◆ Short exercise:
Continue the article about chaat after its last sentence.

# Text to read start

Peaches and tomatoes take a spicy, crunchy, tangy turn in this chaat

Peach and Tomato Chaat. MUST CREDIT: Photo for The Washington Post by Rey Lopez.

At Rasika in downtown Washington, D.C., you can order a dish of baby spinach – each leaf lightly battered and quickly fried until crisp – drizzled with yogurt, tamarind and date chutney, sprinkled with minced red onions, tomatoes and cilantro. It is fragrant and pungent, warm and cooling, sweet and sour – all at once. It’s the restaurant’s version of palak chaat, and in addition to being a bestseller, it’s an exemplary rendition of an Indian chaat. “If I ever took it off the menu, I would lose my job,” executive chef Vikram Sunderam says with a chuckle.

Chaat comes from a word that in Hindi and Urdu means “to lick” or “to taste.” Accordingly, chaats are a category of snack and street food. Eaten at all times of the day, they are generally served as small plates or large bites. “You can make a chaat out of anything,” says chef and author Maneet Chauhan. Her 2020 book, “Chaat: Recipes from the Kitchens, Markets, and Railways of India,” changed the way I look at snacks and meals.

# Text to read end
# Data supplied start

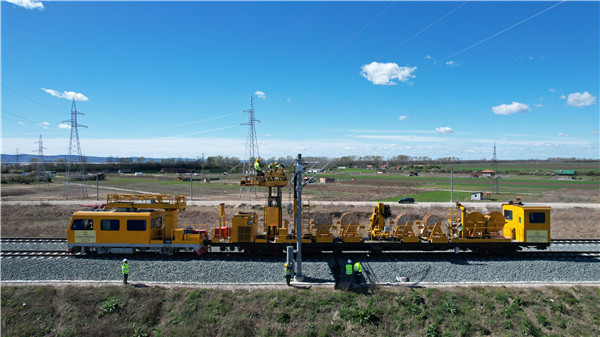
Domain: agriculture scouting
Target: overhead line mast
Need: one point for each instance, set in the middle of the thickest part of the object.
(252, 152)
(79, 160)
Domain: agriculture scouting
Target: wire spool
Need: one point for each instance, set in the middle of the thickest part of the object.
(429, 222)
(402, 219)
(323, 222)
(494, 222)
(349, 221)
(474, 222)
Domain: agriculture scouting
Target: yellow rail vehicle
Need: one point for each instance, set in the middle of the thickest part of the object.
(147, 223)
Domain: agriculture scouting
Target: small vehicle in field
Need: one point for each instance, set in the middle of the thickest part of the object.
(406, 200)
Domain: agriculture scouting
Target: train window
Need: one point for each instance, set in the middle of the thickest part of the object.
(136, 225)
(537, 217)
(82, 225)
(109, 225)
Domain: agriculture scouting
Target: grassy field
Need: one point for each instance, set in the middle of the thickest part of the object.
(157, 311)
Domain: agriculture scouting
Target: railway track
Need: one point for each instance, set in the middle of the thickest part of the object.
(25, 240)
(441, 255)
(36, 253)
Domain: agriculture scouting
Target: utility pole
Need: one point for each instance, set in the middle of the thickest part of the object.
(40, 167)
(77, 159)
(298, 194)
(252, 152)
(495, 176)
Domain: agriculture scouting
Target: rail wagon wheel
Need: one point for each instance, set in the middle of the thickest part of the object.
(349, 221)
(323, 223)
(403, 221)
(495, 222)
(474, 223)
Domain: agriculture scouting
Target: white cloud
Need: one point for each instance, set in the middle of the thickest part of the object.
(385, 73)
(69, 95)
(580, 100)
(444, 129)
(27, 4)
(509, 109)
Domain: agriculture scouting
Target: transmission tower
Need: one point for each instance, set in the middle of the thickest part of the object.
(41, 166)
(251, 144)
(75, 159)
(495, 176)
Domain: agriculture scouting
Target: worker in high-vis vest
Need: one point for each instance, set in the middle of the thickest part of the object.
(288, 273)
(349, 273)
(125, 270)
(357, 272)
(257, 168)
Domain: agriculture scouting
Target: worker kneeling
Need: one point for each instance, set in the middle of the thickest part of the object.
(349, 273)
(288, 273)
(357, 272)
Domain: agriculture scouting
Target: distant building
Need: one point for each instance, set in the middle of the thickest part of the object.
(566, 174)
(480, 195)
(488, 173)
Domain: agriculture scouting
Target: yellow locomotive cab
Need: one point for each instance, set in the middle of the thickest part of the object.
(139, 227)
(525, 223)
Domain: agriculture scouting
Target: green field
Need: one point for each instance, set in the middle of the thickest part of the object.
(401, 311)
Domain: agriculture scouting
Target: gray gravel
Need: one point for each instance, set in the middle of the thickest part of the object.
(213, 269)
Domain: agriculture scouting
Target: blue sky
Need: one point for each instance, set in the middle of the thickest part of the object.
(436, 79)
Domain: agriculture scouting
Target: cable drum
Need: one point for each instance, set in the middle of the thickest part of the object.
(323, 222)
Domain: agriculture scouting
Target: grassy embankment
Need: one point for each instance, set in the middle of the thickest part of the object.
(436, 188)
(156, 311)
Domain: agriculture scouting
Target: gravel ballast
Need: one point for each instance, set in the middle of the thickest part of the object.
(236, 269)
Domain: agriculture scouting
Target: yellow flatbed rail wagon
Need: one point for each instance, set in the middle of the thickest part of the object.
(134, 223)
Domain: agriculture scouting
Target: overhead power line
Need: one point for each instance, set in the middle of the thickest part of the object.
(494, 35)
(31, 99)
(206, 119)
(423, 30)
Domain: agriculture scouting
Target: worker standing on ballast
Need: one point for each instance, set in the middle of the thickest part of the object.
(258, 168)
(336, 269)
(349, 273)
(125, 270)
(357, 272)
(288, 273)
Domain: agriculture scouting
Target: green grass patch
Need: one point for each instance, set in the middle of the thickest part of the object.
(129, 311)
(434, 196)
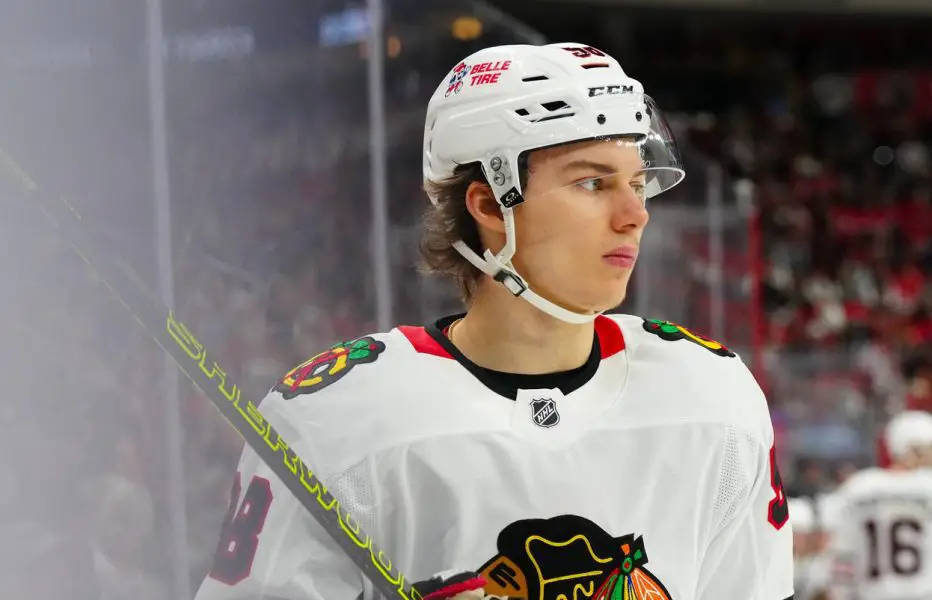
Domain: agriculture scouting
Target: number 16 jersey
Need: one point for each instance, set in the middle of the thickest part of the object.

# Data supplied end

◆ Result of the exercise:
The genre is wonderfully broad and defined more by the flavors and textural characteristics of each dish than specific ingredients, cooking techniques or occasion. Chaats lean vegetarian, but can also be made with fish or meats. They can be entirely savory or mostly sweet, but are often a little of each. Sunderam and Chauhan agree that texture is a key element in any chaat. “There must be some crispiness,” Chauhan says. “You want a balance, so that when you bite into something soft, behind it there is something crunchy,” Sunderam says.

“Growing up in India, one of my favorite things was the seasonality of fruits,” Chauhan says. “When you go to buy fruit from a street vendor, they’ll always ask if you want it plain or made into a chaat. It totally changes your perception of what fruit can be.”

If you order your fruit to be made into a chaat, vendors will commonly dress ripe mango, melon or other cut fruit with lime juice and chaat masala, a dry spice blend that adds savory, sour, smoky and spicy-hot notes to each bite. (Chauhan notes that vendors in Mexico do the same thing, using lime juice and Tajín to add acidity, spice and heat to sweet, ripe fruit.) Often, an element of crunch is added as well.

These last lazy days of summer have me craving fruit chaats, but I don’t live in India. So I asked the experts for help on how to create a good one.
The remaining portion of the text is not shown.